[Rows from a dataset]
>> begin

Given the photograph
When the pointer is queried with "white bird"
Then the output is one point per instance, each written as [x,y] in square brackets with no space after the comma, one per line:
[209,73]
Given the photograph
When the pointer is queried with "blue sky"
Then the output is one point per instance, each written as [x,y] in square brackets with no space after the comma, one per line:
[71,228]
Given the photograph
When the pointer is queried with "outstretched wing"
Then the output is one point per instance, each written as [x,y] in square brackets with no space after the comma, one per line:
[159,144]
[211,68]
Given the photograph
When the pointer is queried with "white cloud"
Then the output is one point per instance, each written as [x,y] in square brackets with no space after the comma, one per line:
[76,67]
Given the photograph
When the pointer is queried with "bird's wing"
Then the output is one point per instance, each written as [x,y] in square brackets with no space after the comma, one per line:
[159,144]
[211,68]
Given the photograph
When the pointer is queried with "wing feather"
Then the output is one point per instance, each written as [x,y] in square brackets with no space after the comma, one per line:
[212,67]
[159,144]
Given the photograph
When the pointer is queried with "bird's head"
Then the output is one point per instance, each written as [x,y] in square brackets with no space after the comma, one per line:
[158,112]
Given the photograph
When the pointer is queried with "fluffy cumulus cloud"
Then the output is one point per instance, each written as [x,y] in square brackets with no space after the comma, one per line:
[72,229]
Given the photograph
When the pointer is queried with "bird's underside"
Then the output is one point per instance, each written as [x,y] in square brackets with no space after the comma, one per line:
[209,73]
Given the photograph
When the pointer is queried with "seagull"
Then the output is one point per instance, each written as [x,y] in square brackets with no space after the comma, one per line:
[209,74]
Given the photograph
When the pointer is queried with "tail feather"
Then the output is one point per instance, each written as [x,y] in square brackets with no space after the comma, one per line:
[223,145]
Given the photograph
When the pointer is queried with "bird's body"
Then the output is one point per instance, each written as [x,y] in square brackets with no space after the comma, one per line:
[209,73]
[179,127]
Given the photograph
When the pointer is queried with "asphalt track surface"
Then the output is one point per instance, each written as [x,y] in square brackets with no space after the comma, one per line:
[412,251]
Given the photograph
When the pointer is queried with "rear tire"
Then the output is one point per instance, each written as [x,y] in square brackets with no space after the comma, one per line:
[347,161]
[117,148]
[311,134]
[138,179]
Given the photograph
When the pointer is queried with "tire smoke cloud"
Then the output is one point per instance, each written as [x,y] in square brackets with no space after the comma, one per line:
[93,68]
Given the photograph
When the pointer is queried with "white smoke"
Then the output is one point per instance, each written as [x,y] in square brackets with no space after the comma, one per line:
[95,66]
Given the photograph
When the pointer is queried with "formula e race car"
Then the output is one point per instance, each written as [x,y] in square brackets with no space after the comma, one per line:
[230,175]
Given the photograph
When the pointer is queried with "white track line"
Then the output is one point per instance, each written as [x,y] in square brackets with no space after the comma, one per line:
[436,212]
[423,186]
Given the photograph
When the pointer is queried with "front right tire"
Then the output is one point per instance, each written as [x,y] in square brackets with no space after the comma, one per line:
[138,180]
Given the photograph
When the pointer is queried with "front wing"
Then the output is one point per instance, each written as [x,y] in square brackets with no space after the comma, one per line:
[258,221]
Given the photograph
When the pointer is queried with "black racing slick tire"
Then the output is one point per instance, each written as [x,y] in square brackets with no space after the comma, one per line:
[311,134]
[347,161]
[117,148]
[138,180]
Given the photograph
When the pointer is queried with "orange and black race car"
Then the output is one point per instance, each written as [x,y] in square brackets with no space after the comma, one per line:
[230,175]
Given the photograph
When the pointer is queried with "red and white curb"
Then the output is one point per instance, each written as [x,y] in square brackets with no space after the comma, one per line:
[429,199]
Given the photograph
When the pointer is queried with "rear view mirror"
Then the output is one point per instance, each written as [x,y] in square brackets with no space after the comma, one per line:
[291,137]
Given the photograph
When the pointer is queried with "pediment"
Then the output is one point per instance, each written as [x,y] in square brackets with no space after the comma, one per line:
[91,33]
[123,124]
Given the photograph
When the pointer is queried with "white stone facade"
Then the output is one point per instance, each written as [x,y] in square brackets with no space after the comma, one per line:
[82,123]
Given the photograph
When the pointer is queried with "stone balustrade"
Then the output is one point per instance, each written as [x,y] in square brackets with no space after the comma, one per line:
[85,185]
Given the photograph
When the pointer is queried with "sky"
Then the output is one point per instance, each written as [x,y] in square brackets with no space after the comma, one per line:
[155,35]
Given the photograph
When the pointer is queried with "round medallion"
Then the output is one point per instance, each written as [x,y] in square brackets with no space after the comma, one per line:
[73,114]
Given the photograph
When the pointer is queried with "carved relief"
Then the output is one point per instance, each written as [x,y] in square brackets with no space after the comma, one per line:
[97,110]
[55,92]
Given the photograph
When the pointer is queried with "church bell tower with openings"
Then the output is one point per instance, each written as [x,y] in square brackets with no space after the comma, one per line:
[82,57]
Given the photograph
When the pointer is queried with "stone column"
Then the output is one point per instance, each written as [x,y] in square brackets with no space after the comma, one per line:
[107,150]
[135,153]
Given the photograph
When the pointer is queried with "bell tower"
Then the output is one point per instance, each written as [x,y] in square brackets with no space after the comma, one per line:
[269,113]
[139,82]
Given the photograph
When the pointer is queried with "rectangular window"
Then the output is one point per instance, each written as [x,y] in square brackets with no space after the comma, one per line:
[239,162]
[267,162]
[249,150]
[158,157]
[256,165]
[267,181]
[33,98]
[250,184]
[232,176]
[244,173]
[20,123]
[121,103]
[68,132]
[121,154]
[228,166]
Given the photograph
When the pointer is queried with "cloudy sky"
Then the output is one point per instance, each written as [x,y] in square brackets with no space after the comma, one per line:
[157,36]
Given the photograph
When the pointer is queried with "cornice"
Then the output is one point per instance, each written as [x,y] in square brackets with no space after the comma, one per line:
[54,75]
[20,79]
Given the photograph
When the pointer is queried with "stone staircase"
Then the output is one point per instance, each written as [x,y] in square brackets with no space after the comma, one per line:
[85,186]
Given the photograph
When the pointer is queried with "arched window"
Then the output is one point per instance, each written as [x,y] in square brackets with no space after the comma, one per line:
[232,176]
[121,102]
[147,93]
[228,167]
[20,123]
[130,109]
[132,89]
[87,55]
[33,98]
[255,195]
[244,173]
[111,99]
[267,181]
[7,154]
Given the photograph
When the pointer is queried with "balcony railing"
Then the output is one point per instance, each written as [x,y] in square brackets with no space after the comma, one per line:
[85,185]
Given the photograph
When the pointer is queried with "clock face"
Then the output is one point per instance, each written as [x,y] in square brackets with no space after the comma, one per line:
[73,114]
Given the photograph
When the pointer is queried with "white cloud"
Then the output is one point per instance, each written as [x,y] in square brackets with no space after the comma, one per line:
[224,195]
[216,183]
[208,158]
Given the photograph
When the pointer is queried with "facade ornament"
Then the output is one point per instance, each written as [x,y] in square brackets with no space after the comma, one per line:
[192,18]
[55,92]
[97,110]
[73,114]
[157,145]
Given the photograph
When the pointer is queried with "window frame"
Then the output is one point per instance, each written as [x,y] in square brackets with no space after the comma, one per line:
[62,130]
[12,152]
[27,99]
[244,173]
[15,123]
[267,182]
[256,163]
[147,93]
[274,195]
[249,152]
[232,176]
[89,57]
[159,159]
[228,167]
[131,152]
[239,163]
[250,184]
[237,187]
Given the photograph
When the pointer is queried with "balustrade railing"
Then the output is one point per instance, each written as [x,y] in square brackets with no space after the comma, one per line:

>> end

Instructions for the task:
Count the lines of the data that contain the string "facade", treating case as significant, and reply with the number alone.

Finished answer:
2